• Records contained in a dataset
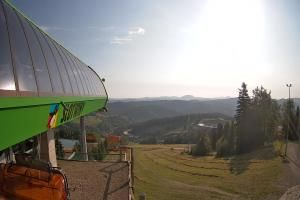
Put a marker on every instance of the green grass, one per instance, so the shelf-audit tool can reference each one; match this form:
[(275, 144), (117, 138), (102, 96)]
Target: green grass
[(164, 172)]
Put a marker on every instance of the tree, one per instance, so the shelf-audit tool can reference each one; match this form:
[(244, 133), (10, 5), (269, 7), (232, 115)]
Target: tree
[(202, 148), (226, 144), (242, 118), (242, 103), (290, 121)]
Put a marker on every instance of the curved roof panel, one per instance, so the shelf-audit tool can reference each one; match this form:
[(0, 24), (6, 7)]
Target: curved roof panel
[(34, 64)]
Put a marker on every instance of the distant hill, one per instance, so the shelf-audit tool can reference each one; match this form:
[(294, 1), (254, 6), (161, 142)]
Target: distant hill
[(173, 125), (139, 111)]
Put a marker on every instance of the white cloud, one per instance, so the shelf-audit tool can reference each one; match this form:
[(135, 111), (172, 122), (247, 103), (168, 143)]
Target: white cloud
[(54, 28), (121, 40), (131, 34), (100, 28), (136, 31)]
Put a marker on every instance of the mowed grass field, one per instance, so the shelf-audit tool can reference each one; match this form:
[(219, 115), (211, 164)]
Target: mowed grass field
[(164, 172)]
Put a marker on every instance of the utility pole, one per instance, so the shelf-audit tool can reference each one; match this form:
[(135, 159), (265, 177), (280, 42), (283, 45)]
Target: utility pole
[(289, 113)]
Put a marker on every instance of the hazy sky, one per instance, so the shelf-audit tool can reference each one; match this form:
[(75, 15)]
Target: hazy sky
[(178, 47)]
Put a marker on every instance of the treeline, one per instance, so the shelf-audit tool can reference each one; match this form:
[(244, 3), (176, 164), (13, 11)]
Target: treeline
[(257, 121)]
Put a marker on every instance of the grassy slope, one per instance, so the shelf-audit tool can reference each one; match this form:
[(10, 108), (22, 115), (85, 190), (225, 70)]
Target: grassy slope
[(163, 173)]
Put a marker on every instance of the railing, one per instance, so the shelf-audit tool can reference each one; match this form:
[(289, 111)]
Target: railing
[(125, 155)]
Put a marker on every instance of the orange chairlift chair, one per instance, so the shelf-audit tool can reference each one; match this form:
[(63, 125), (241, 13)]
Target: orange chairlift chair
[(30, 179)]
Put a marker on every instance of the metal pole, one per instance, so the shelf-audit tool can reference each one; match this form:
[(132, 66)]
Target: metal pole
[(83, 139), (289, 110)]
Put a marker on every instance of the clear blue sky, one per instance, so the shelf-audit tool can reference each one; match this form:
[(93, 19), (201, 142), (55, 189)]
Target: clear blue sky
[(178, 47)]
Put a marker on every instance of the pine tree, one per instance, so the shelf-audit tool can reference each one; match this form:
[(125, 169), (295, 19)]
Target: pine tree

--

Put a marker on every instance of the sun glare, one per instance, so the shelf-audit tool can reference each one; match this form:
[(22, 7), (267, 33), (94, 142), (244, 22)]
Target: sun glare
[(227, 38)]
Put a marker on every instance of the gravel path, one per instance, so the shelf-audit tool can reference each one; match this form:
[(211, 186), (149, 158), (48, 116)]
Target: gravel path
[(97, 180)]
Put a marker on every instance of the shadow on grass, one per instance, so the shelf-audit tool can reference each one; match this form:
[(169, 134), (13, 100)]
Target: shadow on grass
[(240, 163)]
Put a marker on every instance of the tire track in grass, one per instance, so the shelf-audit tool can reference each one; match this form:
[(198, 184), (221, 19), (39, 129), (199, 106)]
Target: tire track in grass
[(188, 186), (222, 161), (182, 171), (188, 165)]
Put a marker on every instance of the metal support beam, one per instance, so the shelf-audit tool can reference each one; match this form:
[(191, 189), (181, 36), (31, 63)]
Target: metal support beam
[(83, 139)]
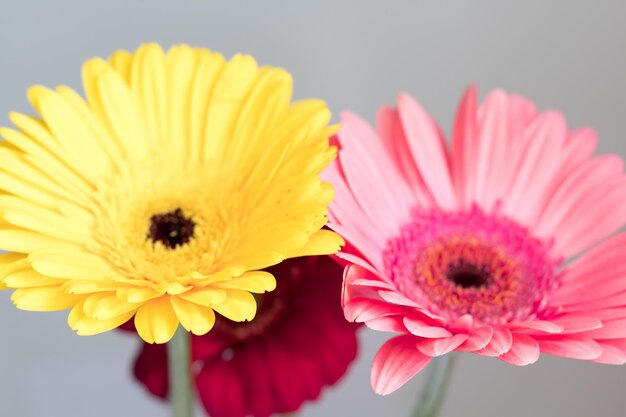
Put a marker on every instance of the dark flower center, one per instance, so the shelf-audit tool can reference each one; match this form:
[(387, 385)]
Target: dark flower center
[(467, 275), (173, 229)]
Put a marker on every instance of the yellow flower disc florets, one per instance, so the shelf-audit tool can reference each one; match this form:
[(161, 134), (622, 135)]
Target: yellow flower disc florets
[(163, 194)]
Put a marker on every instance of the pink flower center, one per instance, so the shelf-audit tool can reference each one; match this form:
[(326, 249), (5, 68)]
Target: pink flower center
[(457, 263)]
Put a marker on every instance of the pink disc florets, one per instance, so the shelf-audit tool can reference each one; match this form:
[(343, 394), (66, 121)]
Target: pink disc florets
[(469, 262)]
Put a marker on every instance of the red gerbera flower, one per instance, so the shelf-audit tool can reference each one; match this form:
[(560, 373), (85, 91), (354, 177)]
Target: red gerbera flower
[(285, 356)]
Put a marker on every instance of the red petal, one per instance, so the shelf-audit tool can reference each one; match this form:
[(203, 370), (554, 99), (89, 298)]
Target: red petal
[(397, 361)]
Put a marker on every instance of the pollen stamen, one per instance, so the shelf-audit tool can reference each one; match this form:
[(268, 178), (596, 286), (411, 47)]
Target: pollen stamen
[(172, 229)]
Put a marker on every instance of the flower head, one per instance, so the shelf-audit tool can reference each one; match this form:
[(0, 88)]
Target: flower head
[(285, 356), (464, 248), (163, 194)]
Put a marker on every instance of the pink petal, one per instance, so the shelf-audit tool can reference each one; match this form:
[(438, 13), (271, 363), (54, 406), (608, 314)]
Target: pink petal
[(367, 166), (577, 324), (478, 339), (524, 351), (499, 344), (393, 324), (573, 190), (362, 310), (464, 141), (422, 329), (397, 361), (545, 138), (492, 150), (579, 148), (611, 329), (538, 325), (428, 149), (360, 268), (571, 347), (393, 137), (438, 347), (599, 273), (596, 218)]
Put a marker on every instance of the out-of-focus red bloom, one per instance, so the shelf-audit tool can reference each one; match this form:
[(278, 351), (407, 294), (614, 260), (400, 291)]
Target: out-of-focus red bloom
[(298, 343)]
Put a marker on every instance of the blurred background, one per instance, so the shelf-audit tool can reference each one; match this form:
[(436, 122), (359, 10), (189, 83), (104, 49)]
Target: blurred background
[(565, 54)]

* * *

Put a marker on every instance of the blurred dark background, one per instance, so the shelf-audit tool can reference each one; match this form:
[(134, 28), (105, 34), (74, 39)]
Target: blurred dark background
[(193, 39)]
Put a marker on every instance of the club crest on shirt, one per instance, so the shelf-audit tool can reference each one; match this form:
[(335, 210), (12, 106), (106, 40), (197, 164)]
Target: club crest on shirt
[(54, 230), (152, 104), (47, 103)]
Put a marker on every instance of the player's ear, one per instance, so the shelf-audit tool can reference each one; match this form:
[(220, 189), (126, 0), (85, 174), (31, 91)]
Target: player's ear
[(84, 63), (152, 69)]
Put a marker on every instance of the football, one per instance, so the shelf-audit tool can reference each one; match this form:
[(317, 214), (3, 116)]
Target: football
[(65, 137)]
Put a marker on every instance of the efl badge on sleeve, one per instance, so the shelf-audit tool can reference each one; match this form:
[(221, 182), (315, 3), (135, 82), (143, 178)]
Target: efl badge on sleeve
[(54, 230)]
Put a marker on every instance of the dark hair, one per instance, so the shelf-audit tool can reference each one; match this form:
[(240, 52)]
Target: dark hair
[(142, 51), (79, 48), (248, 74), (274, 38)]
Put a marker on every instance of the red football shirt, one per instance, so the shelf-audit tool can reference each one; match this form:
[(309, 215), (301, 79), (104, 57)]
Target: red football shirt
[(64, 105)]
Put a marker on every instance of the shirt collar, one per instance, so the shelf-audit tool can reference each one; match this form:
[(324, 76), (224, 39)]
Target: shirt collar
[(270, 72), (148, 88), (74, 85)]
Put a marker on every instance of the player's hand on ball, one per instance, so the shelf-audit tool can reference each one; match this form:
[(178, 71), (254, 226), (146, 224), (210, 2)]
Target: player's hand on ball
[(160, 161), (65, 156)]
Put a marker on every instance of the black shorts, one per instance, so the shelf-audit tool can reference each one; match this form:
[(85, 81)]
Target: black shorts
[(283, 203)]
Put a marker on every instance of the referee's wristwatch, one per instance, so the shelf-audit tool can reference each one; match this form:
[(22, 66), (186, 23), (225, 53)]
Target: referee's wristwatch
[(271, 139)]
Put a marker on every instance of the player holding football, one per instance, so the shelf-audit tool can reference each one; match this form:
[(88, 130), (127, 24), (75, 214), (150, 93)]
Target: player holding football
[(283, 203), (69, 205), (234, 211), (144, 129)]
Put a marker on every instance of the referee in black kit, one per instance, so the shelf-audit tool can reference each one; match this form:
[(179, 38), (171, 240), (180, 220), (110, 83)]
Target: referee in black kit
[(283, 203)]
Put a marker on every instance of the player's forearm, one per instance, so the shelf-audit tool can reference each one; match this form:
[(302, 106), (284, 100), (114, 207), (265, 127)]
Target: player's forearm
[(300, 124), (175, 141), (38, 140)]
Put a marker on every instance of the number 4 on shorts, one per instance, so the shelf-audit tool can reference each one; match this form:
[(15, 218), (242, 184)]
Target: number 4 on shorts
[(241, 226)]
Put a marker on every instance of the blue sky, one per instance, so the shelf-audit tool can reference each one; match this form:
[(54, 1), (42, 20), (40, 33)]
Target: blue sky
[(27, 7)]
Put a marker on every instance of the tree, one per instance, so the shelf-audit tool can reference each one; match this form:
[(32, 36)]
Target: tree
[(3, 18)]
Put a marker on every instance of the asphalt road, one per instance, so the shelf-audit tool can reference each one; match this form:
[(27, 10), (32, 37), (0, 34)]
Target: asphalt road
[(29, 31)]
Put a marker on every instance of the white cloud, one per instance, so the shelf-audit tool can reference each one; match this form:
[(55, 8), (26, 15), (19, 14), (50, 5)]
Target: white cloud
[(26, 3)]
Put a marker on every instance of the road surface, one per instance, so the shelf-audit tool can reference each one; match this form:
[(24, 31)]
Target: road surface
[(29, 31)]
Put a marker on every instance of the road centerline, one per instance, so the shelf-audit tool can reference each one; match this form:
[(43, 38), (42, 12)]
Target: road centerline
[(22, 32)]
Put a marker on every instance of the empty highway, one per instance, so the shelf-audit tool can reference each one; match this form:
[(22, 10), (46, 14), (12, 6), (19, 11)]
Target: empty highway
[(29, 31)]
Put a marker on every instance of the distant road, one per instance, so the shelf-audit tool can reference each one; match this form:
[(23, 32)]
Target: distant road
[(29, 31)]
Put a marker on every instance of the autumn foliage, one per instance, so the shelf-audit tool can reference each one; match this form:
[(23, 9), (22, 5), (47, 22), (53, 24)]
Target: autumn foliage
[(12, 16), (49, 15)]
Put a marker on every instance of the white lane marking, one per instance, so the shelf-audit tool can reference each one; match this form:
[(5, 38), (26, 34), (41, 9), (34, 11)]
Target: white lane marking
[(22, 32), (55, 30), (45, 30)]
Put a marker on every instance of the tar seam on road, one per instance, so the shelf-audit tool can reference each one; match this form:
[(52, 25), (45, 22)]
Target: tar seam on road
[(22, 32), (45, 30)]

• PROBLEM REQUIREMENTS
In the records above, find each line that mentions the word "pine", and copy it.

• EXPECTED OUTPUT
Put a marker on every instance of the pine tree, one per instance, so the shelf-audit tool can reference each one; match this form:
Target: pine tree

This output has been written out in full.